**Work to do**
Starting at the line that contains "Q: Point to the foliage", print every remaining line of the entries, unchanged, and output nothing more.

**Stored records**
** Start **

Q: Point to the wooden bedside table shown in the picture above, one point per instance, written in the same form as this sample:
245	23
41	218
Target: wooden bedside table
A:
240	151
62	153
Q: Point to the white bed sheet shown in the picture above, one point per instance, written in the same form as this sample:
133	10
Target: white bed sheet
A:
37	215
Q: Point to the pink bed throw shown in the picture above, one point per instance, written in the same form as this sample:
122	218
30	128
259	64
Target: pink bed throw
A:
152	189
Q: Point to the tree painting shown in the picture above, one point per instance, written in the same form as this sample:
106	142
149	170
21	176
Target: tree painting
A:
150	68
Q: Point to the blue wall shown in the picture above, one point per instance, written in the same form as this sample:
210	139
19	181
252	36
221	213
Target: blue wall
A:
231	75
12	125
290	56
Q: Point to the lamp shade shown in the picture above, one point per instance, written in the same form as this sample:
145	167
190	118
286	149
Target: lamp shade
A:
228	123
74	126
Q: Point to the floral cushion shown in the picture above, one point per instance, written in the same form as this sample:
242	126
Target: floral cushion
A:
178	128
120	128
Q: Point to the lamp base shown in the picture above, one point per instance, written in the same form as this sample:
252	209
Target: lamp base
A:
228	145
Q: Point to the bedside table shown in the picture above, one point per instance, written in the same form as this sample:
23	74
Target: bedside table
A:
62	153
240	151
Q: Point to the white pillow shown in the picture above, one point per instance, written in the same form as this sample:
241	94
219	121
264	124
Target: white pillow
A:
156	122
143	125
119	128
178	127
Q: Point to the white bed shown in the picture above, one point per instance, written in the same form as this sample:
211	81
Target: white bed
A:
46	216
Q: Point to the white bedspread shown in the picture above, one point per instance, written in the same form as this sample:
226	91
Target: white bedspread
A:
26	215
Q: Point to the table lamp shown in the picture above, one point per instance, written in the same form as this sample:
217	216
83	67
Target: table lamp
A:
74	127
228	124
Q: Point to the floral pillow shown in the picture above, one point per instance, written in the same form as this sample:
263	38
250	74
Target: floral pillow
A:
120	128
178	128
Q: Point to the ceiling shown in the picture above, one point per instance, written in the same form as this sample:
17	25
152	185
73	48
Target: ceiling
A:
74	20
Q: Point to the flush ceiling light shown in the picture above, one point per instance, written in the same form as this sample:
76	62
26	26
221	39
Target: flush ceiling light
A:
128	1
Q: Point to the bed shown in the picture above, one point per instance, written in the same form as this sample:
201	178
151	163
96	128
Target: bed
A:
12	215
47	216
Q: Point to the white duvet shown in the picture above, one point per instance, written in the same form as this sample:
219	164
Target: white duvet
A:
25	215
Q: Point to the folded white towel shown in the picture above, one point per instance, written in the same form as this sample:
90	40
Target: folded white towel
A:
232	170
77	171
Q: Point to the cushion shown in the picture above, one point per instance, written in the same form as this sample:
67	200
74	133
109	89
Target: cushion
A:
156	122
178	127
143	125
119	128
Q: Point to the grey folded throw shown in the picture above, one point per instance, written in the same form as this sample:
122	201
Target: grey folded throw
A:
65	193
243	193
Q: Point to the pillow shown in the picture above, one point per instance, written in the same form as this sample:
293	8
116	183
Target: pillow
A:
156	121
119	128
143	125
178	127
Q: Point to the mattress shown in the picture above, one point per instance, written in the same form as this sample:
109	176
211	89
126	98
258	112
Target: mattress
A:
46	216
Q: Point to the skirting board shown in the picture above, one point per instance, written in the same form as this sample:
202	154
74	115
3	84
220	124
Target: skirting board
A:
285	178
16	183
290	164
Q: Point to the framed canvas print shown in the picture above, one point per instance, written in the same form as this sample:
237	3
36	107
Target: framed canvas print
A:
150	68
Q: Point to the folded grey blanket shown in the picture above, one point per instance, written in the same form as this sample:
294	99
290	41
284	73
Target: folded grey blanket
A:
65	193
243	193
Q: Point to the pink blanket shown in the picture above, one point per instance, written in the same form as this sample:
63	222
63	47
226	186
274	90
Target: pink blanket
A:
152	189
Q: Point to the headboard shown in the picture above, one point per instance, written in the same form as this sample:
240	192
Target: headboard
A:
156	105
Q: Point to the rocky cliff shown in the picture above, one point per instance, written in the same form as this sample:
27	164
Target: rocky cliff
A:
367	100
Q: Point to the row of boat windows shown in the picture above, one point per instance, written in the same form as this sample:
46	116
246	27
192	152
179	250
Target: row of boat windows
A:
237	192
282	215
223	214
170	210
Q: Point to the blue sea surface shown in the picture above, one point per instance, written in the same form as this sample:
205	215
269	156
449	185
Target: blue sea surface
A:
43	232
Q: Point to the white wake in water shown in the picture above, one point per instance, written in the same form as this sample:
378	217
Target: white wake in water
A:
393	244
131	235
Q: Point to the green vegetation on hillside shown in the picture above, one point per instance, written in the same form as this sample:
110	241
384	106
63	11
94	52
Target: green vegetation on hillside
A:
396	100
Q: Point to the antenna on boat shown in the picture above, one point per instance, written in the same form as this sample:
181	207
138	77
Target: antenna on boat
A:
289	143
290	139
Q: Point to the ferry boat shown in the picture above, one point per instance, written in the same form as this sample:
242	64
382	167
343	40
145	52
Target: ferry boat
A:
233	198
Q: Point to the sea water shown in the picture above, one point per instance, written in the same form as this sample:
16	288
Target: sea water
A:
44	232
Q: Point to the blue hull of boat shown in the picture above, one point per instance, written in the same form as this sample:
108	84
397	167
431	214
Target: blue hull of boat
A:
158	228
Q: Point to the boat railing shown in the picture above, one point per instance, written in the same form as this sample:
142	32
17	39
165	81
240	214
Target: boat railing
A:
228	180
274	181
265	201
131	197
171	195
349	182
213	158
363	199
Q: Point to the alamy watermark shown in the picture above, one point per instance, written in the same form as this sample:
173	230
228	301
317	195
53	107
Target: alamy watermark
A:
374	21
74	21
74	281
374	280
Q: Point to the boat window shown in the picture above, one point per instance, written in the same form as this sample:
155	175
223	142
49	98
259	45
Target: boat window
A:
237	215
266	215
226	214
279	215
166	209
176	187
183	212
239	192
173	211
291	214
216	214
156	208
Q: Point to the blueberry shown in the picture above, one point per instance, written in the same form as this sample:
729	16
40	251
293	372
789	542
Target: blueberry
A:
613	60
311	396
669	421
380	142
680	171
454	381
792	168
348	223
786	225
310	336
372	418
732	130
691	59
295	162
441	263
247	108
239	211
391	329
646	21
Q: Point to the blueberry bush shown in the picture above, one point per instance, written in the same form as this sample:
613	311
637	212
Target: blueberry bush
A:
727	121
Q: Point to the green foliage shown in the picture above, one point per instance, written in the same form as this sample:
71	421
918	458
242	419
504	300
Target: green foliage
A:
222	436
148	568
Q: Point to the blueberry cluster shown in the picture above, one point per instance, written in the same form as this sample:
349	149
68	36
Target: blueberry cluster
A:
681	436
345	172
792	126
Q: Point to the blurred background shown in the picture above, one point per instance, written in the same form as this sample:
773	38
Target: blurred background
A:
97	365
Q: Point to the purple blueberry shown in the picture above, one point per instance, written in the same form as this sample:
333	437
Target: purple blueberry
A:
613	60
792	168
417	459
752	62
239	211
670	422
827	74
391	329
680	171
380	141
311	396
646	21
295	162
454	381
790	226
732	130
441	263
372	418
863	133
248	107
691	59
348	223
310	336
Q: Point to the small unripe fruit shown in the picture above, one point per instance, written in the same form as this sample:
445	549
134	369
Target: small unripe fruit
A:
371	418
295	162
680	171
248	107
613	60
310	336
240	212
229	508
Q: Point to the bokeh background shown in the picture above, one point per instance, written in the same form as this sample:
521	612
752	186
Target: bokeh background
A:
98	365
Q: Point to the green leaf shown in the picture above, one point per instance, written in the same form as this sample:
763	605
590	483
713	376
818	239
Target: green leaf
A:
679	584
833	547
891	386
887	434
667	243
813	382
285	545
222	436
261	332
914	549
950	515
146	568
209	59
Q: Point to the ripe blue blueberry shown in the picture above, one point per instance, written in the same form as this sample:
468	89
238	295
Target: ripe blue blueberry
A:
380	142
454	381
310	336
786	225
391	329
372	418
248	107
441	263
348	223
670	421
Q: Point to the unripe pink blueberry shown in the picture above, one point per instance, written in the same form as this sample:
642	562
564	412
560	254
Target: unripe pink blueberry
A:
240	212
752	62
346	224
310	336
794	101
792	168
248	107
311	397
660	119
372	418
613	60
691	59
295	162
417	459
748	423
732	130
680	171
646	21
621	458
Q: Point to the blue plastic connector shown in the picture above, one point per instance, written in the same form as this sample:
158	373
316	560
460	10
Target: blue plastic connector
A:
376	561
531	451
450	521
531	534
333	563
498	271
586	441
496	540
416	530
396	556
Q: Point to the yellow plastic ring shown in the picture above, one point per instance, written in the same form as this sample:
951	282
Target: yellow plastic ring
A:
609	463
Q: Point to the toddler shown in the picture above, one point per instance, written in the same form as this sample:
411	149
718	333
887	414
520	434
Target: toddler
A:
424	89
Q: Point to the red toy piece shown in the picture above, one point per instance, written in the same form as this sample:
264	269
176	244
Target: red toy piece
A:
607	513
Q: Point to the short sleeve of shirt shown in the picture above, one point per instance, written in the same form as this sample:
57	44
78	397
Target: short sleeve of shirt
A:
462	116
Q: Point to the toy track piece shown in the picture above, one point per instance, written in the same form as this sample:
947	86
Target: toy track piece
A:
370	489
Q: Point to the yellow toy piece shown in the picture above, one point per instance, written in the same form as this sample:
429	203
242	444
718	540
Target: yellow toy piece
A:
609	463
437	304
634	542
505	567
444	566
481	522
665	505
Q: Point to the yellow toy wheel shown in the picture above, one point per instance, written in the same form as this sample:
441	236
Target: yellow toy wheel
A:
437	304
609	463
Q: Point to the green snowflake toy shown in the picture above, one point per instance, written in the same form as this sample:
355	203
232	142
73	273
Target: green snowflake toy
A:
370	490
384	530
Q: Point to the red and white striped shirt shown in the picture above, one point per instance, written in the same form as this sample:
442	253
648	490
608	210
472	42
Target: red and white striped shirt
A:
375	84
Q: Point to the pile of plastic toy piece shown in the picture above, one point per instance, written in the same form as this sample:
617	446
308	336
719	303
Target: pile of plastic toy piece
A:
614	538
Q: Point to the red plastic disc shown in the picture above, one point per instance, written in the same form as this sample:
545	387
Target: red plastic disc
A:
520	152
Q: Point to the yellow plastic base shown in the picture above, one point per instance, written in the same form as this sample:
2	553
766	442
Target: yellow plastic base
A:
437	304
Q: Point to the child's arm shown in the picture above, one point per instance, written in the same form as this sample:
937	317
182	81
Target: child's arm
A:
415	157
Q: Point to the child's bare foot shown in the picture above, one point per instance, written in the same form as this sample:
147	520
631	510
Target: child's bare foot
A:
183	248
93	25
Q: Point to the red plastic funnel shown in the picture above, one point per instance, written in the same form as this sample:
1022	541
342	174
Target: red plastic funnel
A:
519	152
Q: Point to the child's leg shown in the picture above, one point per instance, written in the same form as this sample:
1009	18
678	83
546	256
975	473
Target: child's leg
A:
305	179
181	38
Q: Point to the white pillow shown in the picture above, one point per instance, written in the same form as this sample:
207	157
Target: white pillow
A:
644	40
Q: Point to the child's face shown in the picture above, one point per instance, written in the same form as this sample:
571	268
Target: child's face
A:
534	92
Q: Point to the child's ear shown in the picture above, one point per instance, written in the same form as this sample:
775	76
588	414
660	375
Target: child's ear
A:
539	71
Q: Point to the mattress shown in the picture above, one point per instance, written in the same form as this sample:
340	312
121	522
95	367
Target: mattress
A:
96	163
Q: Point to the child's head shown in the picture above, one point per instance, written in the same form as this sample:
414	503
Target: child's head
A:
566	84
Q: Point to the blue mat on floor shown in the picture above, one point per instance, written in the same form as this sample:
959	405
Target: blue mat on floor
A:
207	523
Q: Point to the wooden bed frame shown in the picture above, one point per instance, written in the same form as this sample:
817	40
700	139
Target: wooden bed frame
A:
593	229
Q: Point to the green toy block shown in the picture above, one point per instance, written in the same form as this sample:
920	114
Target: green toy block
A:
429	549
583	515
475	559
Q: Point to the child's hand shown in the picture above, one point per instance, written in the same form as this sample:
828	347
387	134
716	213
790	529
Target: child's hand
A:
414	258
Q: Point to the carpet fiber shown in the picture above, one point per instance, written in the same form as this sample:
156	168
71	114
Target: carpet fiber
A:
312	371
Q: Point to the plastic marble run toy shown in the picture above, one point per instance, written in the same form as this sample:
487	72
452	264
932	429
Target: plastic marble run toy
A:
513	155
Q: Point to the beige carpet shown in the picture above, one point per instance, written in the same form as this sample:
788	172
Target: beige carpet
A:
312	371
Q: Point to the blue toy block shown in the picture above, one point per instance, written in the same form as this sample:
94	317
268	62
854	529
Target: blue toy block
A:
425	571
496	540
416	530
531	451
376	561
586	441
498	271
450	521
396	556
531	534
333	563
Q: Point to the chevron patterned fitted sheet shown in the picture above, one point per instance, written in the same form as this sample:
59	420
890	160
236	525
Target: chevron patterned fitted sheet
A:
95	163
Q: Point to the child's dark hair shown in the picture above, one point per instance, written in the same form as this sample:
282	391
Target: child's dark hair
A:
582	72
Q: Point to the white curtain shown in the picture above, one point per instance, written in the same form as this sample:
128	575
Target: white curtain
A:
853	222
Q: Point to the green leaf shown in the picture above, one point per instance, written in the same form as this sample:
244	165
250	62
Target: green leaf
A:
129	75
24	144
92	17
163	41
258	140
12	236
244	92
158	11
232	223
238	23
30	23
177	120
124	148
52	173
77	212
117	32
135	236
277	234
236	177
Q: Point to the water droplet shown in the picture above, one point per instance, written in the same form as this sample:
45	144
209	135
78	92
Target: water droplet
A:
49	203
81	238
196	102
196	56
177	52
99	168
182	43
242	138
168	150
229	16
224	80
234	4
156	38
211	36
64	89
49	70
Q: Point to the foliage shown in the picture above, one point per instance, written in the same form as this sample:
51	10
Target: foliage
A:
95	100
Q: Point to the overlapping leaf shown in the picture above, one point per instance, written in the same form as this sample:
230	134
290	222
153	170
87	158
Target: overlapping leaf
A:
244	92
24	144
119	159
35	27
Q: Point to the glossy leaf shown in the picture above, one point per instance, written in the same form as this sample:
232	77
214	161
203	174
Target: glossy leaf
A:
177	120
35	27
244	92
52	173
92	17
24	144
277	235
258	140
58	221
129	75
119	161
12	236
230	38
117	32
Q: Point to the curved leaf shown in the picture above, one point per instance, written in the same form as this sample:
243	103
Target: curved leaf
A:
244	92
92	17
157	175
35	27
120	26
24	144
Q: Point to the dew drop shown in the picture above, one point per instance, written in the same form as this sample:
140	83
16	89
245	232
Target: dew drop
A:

** End **

**Task output**
Q: Point to the foliage shown in the picture above, one point per instance, written in the same form as this sample:
51	10
Target: foliage
A:
95	100
Q: Point to the overlapping leaf shown in the picture above, one point per instance, written in the same form as this sample:
230	134
290	222
153	170
87	158
Target: overlapping leaf
A:
244	92
24	144
119	159
35	27
Q: Point to the glossy leaf shown in the picture above, one point per instance, written in the same form as this sample:
232	77
214	161
203	174
Target: glossy leaf
A:
177	120
35	27
244	92
52	173
92	17
24	144
277	235
258	140
58	221
129	75
119	161
12	236
230	38
117	32
Q: Point to the curved leaf shown in the picture above, one point per instance, written in the same form as this sample:
243	103
Target: curved leaf
A:
244	92
92	17
157	175
35	27
120	26
24	144
Q: Point to the dew drop shown in the picture above, one point per instance, written in the same form as this sample:
140	83
16	89
245	232
Target: dew drop
A:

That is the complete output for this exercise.